(Your objective) Below are several records. Retype exactly those lines running from the one with "Target: lichen strand" through the one with "(format x=454, y=119)", end lines included, and no others.
Raw data section start
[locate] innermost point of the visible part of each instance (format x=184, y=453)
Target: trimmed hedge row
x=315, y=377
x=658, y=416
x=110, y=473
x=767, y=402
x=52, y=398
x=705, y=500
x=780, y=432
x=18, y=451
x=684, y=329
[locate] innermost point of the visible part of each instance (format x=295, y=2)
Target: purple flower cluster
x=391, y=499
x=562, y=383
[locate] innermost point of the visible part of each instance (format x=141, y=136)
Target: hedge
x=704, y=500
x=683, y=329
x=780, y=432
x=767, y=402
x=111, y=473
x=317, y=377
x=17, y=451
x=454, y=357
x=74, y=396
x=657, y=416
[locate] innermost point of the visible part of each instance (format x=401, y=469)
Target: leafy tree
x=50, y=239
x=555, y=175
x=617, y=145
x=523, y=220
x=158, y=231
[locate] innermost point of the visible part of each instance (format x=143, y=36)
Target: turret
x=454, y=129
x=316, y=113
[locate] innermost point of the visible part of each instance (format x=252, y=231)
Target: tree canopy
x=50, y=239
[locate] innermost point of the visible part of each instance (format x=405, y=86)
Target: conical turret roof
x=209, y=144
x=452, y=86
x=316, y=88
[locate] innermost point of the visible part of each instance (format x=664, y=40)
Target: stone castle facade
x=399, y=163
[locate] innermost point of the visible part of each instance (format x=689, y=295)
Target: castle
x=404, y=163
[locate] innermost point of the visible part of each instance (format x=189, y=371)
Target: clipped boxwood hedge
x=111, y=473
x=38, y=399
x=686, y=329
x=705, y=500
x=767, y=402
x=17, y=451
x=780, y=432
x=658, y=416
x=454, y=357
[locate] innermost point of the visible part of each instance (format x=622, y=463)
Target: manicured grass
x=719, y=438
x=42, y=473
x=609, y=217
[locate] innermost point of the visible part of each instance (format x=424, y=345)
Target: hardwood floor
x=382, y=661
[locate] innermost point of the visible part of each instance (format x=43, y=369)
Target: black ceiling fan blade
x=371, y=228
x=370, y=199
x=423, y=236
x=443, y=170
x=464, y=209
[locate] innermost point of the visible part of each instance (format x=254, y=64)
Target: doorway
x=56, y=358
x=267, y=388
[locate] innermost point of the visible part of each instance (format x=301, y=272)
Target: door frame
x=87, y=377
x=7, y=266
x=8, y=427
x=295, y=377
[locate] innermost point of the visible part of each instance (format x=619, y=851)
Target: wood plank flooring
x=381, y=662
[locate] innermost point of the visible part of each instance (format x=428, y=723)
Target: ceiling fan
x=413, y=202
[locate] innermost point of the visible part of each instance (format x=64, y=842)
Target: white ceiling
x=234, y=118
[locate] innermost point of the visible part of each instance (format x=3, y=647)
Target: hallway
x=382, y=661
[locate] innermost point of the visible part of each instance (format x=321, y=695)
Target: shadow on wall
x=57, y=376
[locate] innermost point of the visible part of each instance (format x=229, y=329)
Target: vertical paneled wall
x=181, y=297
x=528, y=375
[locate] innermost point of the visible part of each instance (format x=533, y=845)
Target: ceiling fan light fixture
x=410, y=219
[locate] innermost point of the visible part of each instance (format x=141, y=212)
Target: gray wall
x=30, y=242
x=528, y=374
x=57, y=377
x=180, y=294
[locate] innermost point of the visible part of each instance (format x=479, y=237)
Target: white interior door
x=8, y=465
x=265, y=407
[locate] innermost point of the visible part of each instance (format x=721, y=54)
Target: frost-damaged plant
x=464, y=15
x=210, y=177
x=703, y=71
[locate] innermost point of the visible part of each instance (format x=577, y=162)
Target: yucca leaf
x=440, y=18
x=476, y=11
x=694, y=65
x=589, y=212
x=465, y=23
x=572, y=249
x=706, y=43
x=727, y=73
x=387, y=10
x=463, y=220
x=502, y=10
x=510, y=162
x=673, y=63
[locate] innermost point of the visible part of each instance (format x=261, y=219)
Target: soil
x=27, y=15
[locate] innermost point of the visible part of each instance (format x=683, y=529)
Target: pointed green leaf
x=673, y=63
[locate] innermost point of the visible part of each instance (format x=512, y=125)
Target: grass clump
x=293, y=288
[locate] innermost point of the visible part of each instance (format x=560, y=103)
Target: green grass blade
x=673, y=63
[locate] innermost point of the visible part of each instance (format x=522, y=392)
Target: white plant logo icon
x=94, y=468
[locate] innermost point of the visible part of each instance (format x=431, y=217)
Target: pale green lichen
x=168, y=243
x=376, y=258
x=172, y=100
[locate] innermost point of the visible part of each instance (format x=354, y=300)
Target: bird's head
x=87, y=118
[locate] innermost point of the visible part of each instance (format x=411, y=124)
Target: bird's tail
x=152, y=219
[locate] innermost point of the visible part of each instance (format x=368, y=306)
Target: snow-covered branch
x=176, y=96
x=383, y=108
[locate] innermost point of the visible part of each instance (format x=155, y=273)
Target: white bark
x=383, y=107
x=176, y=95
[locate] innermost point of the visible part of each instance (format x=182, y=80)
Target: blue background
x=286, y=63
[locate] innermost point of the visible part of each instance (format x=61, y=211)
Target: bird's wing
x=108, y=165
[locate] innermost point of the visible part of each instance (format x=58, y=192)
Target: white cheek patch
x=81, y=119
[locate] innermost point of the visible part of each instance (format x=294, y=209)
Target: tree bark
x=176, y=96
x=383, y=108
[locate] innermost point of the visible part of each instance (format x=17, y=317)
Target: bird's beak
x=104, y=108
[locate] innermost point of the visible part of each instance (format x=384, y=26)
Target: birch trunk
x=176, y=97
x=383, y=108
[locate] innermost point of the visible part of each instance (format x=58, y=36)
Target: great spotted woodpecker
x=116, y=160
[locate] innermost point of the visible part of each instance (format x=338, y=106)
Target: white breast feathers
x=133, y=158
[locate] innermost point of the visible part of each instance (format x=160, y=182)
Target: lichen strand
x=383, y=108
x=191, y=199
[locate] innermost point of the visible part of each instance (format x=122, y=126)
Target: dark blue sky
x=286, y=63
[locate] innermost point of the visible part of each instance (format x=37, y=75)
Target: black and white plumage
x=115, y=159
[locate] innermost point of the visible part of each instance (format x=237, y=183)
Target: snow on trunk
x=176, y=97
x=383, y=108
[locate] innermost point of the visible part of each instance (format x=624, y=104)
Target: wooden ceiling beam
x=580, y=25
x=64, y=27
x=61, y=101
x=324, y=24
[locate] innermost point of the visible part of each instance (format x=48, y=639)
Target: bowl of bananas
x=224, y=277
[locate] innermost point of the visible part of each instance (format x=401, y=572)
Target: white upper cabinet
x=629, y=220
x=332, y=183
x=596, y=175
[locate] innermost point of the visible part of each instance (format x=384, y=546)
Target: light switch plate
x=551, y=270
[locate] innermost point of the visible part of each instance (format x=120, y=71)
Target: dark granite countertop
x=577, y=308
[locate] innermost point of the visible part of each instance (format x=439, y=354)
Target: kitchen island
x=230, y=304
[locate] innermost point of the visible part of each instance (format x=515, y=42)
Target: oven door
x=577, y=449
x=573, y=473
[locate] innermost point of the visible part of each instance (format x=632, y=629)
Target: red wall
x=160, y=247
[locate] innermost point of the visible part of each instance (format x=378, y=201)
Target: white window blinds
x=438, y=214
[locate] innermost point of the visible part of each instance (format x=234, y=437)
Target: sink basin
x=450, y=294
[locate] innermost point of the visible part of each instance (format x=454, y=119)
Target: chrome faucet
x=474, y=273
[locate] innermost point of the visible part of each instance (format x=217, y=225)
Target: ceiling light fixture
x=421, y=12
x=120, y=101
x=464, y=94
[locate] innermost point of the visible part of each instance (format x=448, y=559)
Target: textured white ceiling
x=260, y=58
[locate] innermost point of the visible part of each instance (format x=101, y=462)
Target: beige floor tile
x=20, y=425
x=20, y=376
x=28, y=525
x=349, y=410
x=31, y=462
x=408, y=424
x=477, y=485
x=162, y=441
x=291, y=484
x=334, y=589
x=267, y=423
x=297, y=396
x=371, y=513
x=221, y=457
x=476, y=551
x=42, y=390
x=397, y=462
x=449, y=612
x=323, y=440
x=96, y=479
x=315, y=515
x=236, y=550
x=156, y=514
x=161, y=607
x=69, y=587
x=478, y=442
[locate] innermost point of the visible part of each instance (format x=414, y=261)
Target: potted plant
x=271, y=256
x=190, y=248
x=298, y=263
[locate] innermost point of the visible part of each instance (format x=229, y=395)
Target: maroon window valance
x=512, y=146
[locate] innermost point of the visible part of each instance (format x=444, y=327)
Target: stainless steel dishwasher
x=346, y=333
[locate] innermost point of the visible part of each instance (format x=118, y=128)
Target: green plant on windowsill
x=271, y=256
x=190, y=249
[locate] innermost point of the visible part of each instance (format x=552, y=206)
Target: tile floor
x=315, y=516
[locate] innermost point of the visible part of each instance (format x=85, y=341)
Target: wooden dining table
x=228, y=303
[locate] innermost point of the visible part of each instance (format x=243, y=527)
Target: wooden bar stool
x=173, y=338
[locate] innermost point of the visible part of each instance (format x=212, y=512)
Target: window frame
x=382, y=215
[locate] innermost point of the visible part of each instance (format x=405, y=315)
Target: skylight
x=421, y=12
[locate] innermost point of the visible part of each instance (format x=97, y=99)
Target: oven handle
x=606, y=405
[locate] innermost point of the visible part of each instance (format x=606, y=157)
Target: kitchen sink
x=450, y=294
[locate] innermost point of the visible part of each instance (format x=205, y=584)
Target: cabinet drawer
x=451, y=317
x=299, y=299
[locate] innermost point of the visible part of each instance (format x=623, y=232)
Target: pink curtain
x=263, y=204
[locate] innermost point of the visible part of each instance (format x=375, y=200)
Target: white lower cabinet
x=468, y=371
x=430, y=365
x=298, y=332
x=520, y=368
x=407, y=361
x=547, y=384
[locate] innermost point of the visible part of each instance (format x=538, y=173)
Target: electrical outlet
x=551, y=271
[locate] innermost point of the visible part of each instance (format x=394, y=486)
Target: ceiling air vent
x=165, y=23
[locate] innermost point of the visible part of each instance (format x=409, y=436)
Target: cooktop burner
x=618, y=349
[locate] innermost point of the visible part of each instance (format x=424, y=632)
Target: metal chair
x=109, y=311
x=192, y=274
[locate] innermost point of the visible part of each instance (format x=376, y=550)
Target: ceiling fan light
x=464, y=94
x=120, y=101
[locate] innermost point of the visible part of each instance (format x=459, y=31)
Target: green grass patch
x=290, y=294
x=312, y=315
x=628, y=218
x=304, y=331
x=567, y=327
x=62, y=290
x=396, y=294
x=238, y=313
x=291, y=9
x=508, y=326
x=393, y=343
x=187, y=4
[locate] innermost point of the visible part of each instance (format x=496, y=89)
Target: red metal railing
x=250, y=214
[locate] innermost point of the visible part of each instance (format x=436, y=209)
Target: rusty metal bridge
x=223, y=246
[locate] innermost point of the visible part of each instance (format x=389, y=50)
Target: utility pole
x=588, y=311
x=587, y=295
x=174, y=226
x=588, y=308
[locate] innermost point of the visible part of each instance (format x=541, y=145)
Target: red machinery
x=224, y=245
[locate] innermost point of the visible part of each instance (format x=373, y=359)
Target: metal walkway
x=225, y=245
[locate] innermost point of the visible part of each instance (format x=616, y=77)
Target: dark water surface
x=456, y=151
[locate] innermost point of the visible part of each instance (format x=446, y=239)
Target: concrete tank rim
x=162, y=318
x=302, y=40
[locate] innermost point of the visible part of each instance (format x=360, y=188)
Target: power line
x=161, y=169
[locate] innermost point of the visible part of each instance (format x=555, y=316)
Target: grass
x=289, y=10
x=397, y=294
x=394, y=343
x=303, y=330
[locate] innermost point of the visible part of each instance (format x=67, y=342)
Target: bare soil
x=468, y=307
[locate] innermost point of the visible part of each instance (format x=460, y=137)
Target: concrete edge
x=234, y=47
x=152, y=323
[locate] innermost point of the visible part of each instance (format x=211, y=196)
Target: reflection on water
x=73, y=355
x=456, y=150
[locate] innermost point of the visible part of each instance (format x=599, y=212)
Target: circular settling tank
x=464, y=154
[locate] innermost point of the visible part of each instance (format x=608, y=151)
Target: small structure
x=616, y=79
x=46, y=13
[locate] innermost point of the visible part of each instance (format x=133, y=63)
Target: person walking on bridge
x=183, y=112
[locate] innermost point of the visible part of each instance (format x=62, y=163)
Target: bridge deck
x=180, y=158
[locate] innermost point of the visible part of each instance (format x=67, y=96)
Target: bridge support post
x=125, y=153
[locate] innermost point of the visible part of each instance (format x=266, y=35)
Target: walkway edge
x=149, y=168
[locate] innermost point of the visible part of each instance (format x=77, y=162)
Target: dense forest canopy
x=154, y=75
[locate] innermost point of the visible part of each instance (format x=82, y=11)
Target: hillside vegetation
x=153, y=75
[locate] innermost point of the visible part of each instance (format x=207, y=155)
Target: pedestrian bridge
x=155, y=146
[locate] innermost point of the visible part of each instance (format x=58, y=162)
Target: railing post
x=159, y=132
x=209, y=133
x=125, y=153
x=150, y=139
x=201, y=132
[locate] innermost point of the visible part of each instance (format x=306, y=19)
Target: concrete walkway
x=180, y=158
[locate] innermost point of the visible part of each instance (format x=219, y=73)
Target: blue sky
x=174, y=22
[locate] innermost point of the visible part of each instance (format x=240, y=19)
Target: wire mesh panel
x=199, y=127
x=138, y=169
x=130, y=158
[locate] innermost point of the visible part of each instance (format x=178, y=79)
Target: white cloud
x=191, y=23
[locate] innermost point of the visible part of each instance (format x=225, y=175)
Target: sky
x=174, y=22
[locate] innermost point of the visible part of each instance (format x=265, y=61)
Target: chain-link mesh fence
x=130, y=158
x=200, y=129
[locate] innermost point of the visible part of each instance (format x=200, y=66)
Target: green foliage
Raw data section end
(Answer)
Target: lichen strand
x=383, y=108
x=191, y=199
[locate] innermost point of the visible part of each instance (format x=122, y=126)
Target: dark blue sky
x=286, y=63
[locate] innermost point of the visible part of each instance (format x=37, y=75)
Target: black and white plumage
x=115, y=159
[locate] innermost point of the visible part of each instance (format x=237, y=183)
Target: snow on trunk
x=176, y=97
x=383, y=108
[locate] innermost point of the visible part of each instance (format x=624, y=104)
Target: wooden ceiling beam
x=580, y=25
x=64, y=27
x=61, y=101
x=324, y=24
[locate] innermost point of the visible part of each instance (format x=48, y=639)
Target: bowl of bananas
x=224, y=277
[locate] innermost point of the visible part of each instance (format x=401, y=572)
Target: white upper cabinet
x=629, y=220
x=332, y=183
x=596, y=175
[locate] innermost point of the visible part of each instance (format x=384, y=546)
Target: light switch plate
x=551, y=270
[locate] innermost point of the visible part of each instance (format x=120, y=71)
Target: dark granite countertop
x=577, y=308
[locate] innermost point of the visible part of each instance (format x=439, y=354)
Target: kitchen island
x=230, y=304
[locate] innermost point of the visible part of each instance (format x=515, y=42)
Target: oven door
x=577, y=449
x=573, y=473
[locate] innermost point of the visible part of each instance (format x=632, y=629)
Target: red wall
x=160, y=247
[locate] innermost point of the visible part of each instance (format x=378, y=201)
Target: white window blinds
x=438, y=214
[locate] innermost point of the visible part of each instance (format x=234, y=437)
Target: sink basin
x=450, y=294
[locate] innermost point of the visible part of each instance (format x=454, y=119)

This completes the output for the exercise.